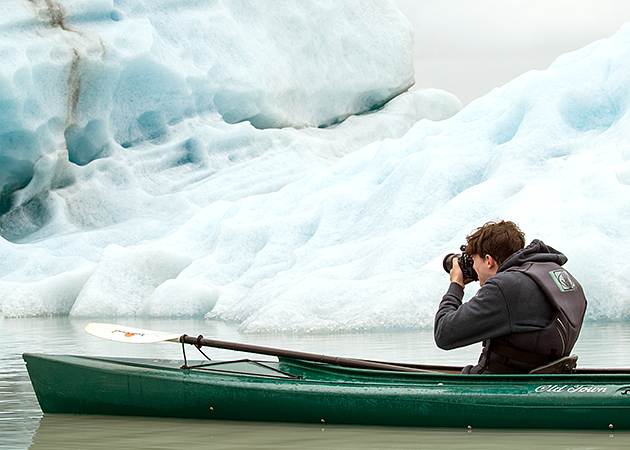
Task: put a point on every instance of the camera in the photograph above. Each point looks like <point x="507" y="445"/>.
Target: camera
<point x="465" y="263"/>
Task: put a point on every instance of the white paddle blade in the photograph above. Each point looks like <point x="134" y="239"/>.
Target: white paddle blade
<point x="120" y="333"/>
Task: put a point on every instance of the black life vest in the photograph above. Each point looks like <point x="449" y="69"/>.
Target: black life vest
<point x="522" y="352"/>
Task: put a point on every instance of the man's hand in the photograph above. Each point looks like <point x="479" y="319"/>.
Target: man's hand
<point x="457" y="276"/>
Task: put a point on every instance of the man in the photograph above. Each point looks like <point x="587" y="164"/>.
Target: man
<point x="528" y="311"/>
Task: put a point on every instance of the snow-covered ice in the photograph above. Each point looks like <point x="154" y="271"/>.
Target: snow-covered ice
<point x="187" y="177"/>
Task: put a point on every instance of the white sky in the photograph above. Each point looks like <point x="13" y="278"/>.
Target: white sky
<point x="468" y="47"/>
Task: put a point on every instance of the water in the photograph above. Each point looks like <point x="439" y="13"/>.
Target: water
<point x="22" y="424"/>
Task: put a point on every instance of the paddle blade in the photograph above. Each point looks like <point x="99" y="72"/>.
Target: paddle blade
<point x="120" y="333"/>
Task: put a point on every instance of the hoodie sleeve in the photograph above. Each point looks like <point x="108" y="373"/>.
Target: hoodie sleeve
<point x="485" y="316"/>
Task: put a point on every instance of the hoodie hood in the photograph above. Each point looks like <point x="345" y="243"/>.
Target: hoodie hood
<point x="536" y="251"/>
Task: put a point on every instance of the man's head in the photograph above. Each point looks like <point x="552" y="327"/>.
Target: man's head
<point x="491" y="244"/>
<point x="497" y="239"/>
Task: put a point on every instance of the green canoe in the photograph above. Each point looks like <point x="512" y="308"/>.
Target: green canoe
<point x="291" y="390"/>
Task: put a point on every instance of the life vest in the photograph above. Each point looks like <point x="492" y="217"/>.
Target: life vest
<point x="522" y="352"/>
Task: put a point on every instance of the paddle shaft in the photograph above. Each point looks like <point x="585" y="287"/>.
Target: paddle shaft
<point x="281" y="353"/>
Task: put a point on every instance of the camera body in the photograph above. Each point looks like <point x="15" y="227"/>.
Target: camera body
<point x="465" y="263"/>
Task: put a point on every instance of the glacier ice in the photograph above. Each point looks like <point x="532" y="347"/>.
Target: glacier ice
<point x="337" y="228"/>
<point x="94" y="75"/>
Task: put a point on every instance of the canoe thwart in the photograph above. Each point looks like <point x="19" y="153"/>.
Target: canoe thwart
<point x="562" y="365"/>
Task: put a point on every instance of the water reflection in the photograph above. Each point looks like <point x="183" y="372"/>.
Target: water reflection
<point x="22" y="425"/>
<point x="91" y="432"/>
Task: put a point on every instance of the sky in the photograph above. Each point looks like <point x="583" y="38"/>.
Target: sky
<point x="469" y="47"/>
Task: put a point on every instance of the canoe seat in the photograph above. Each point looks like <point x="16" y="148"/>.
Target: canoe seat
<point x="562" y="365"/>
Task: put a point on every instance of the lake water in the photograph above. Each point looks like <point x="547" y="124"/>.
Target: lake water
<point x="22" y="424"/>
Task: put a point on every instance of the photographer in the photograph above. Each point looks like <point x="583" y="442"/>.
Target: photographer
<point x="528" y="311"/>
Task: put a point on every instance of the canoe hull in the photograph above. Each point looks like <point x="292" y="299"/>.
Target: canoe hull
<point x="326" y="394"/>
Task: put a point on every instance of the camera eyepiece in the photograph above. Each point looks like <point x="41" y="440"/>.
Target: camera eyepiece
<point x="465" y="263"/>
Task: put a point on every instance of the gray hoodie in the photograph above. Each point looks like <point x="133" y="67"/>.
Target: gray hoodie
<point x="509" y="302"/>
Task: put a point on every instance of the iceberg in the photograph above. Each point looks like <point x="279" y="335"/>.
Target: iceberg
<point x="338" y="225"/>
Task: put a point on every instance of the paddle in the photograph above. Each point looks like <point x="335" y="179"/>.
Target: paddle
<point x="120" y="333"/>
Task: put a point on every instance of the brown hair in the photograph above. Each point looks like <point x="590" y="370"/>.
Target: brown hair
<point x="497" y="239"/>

■ ■ ■

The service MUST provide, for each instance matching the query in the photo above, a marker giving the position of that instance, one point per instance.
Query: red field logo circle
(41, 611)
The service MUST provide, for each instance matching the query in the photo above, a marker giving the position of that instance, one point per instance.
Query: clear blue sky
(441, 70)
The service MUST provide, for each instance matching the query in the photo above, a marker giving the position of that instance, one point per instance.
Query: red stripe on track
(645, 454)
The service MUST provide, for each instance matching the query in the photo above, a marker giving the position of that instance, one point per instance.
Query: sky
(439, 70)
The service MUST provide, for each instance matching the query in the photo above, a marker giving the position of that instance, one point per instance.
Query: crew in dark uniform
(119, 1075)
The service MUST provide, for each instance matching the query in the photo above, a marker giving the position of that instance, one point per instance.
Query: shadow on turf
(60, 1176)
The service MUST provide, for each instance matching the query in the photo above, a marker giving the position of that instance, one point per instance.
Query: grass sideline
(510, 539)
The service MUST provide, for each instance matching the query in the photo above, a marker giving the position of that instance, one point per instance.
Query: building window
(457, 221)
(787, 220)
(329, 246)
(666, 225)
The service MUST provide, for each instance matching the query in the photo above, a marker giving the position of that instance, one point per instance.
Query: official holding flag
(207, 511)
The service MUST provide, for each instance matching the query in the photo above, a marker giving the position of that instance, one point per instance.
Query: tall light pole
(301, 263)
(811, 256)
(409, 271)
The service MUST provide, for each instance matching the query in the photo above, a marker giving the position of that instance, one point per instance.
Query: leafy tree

■ ■ ■

What to produce :: Pick out and copy every line of the records that contains the word "seat".

Correct result ::
Task: put a point on every instance of the canoe seat in the photograph above. Each point looks like <point x="16" y="148"/>.
Target: canoe seat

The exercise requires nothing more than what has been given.